>> BEGIN
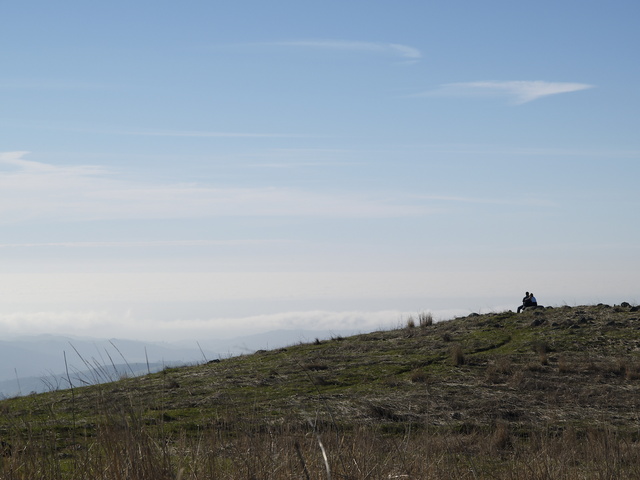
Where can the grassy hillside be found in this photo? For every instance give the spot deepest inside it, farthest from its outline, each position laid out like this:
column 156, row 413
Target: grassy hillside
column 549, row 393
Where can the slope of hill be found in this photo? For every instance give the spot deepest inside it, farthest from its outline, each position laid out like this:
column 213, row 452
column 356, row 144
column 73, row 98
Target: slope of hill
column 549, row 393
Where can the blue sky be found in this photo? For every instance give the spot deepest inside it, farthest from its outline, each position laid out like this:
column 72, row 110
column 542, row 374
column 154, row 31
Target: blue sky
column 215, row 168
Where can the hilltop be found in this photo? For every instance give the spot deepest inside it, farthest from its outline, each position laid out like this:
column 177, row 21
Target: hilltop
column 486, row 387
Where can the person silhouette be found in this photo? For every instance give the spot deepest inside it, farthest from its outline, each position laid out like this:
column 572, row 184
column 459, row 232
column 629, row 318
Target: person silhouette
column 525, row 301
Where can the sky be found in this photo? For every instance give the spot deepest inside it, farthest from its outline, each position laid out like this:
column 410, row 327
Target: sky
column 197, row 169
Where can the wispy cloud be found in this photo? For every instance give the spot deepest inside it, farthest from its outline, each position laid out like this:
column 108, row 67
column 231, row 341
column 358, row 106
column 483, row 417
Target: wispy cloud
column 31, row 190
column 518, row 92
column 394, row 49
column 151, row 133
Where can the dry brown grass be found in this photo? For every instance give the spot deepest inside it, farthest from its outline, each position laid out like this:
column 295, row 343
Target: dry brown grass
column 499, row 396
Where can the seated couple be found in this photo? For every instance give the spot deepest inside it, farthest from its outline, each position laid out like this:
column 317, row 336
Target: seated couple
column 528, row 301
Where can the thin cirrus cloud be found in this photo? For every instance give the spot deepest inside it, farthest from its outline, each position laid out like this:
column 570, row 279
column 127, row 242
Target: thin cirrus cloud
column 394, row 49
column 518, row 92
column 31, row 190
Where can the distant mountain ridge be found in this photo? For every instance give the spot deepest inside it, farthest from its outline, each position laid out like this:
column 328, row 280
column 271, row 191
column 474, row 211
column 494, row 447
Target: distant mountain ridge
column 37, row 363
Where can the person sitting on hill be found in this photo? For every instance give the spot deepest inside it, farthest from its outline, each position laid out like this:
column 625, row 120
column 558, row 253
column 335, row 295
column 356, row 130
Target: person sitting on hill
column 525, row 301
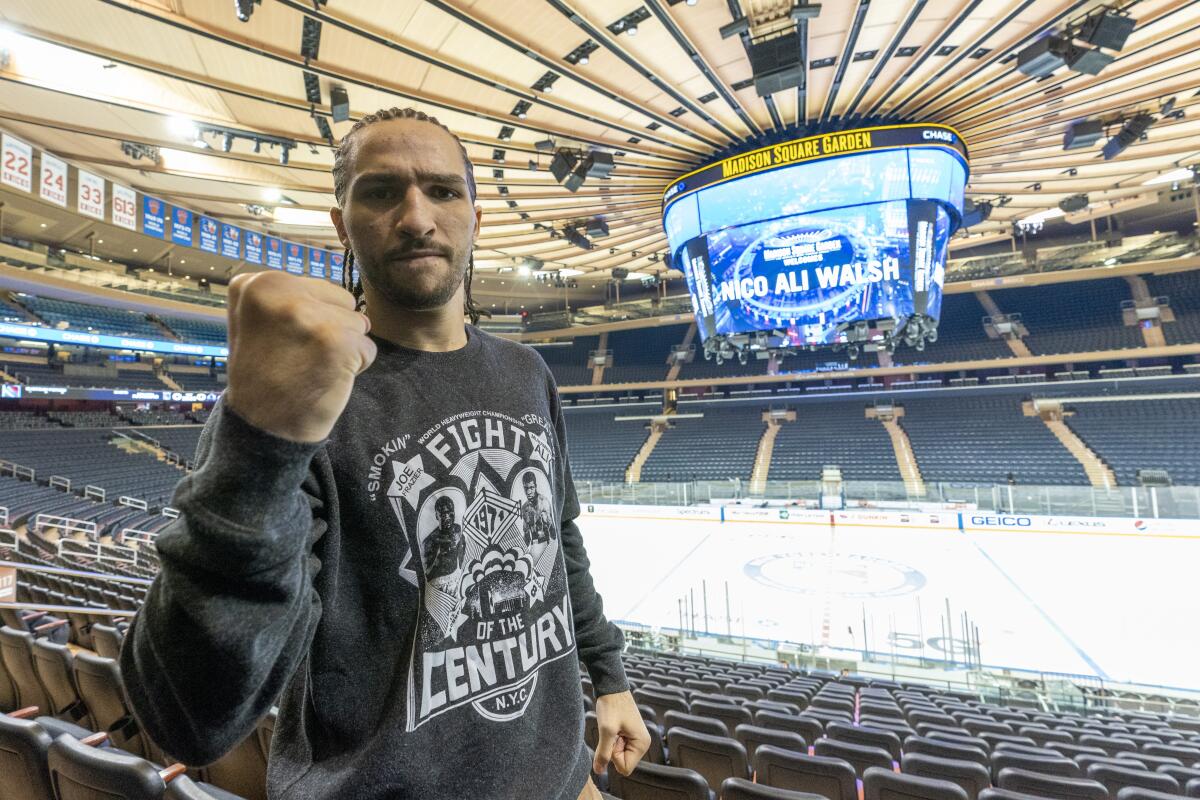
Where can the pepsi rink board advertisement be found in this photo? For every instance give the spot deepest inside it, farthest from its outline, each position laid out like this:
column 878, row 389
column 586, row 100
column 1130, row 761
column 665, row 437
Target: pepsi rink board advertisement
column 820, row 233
>> END
>> BEGIN
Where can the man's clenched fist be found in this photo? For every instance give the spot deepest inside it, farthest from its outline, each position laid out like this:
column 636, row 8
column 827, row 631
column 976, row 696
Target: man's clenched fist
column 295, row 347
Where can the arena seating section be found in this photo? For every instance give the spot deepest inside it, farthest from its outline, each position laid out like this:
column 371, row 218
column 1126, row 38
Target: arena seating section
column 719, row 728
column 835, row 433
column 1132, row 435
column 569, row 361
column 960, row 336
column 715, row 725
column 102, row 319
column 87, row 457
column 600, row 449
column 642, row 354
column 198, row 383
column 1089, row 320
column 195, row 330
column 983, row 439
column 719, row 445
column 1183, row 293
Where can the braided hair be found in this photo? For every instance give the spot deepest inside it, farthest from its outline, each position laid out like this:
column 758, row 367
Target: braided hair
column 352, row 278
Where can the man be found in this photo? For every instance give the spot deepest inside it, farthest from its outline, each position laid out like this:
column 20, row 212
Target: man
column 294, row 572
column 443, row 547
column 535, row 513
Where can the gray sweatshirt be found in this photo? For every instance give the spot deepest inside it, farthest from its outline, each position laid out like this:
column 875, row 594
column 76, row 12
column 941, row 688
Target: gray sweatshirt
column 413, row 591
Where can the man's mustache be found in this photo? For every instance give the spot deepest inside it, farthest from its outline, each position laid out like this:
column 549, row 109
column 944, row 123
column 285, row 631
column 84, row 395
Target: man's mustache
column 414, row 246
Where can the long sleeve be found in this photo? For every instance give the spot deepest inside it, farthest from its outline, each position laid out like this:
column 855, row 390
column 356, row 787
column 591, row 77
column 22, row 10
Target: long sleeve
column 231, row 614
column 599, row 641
>> END
# TO BE DONE
Copy out the records word for word, covering only the stretch from the line that contains "Where can the grassy" through the line that contains "column 486, row 387", with both of those lines included.

# EXERCISE RESULT
Where can the grassy hillside be found in this photo? For every instance give the spot deepest inside it, farthest from its outline, each position laid out like this:
column 156, row 413
Target: grassy hillside
column 549, row 393
Where can the slope of hill be found in this photo? For every instance give the spot deepest inside it, farthest from its outline, each position laid out like this:
column 213, row 452
column 356, row 144
column 73, row 98
Target: slope of hill
column 549, row 393
Where can the blue sky be found in this photo? For every instance give the spot deepest inside it, farthest from its outline, each position laid out like this:
column 72, row 110
column 542, row 374
column 154, row 31
Target: blue sky
column 215, row 168
Where can the hilltop be found in this photo? For every instance give the spot deepest inside it, farthest from its outline, each position laid out like this:
column 177, row 21
Target: hilltop
column 486, row 387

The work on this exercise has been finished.